GIVEN DATA section start

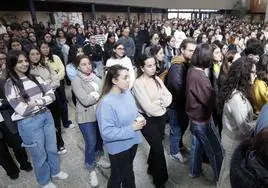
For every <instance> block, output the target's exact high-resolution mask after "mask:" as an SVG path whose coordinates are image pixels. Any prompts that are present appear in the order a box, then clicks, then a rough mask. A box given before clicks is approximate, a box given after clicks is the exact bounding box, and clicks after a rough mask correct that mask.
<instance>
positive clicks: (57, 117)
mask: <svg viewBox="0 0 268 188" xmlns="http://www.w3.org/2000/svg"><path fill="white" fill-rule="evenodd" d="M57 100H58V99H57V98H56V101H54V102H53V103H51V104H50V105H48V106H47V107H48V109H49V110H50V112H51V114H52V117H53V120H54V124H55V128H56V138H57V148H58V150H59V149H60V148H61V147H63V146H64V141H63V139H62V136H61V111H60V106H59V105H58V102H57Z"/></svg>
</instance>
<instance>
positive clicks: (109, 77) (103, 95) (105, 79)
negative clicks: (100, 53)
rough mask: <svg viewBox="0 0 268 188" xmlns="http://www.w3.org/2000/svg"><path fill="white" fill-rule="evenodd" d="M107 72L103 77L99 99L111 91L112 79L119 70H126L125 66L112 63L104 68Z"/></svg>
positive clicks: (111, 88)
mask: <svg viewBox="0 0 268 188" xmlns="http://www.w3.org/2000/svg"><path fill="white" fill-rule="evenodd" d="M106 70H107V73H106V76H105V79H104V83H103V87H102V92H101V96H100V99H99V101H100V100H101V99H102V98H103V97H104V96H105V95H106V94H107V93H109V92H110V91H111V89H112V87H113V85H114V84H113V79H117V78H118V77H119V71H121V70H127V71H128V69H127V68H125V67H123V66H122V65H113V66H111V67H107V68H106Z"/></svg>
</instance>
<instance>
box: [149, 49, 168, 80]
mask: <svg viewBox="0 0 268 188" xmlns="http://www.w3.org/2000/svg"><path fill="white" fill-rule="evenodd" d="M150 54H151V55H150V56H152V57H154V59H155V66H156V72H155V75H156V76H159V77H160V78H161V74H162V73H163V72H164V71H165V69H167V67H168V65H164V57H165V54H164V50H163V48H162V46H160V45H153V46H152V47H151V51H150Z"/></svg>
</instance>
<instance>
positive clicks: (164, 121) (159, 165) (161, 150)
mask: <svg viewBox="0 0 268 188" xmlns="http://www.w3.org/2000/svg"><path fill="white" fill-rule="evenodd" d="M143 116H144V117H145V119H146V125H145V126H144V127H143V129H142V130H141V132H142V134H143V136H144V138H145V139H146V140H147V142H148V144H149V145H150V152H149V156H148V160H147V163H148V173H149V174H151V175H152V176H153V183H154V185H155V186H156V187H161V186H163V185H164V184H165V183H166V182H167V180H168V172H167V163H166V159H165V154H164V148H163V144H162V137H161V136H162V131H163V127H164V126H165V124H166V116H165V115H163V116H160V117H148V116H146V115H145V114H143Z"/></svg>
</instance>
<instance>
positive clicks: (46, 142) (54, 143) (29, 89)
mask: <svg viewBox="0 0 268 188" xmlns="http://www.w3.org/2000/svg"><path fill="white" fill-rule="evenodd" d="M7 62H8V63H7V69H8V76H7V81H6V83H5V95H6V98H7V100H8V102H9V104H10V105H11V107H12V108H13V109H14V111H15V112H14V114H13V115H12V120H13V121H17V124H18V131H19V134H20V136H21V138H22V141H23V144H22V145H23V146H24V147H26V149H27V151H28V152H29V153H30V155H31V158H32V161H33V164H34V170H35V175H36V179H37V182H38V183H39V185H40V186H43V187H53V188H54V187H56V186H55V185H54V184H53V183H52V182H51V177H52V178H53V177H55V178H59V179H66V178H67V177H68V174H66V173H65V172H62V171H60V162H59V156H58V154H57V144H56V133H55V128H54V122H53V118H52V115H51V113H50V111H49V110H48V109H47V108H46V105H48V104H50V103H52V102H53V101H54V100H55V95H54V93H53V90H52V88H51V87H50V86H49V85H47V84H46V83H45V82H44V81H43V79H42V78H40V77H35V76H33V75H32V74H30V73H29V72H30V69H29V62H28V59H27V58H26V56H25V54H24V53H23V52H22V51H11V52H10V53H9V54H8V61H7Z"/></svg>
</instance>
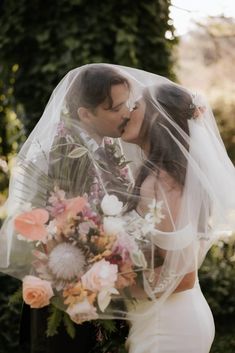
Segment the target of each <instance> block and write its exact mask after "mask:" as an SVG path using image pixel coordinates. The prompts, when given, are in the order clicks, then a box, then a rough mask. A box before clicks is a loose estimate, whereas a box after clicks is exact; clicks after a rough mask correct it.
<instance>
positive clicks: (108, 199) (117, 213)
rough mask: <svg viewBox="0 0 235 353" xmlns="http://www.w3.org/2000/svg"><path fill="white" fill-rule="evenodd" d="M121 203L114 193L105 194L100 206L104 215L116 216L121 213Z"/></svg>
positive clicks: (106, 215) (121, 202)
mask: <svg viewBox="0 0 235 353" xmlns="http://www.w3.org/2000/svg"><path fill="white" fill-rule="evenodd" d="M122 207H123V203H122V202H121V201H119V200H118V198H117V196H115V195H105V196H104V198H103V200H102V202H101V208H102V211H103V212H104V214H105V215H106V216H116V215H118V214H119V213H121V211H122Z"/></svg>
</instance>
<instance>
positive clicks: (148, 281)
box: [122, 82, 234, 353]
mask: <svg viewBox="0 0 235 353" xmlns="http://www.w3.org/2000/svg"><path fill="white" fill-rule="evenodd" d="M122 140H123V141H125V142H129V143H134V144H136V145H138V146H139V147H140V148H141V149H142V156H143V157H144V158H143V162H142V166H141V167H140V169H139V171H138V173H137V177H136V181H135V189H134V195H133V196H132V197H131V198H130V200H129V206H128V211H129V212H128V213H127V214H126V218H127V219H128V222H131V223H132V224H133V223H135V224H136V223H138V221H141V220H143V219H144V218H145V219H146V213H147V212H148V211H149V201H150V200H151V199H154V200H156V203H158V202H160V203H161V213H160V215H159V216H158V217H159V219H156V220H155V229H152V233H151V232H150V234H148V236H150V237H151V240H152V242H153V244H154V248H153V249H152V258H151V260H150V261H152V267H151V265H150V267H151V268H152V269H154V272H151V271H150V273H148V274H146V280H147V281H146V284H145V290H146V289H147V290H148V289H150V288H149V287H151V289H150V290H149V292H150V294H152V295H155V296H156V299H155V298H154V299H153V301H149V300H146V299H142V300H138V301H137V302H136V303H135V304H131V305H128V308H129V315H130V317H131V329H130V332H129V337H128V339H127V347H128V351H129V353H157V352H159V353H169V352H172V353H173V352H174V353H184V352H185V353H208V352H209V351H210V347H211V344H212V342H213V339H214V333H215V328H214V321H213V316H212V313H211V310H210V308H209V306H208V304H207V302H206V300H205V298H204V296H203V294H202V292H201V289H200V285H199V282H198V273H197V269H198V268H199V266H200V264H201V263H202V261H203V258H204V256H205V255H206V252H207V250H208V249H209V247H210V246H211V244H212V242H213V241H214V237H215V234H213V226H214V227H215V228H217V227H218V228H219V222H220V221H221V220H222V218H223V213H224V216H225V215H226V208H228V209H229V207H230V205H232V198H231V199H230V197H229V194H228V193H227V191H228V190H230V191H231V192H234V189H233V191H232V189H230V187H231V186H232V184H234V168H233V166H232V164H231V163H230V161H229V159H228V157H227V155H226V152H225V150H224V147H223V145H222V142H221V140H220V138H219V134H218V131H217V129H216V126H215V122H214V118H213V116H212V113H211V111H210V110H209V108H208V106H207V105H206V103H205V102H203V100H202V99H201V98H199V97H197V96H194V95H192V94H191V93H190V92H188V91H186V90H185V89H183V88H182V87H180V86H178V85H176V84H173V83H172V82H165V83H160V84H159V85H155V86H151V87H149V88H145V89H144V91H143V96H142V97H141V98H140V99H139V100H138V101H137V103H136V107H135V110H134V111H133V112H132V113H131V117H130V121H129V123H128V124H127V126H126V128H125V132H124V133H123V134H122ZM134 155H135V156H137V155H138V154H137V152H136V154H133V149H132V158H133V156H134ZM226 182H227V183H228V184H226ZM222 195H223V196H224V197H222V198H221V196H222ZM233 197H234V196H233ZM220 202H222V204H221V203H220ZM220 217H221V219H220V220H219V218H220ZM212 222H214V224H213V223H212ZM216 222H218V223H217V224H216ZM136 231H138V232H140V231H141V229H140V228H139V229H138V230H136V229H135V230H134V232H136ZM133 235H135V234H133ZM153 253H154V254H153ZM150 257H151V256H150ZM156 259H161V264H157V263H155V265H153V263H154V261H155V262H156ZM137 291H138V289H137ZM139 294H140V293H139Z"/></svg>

GIVEN DATA section end

◆ EXERCISE INSTRUCTIONS
Of the entries above, repeat exactly the lines from the line with "203L114 193L105 194L100" through the line with "positive clicks: (148, 281)", both of them included.

◆ ANSWER SPACE
rough mask: <svg viewBox="0 0 235 353" xmlns="http://www.w3.org/2000/svg"><path fill="white" fill-rule="evenodd" d="M121 203L114 193L105 194L100 206L104 215L116 216L121 213Z"/></svg>
positive clicks: (106, 215) (121, 202)
mask: <svg viewBox="0 0 235 353" xmlns="http://www.w3.org/2000/svg"><path fill="white" fill-rule="evenodd" d="M122 207H123V203H122V202H121V201H119V200H118V198H117V196H115V195H105V196H104V198H103V200H102V202H101V208H102V211H103V212H104V214H105V215H106V216H116V215H118V214H119V213H121V211H122Z"/></svg>
</instance>
<instance>
positive clicks: (148, 281)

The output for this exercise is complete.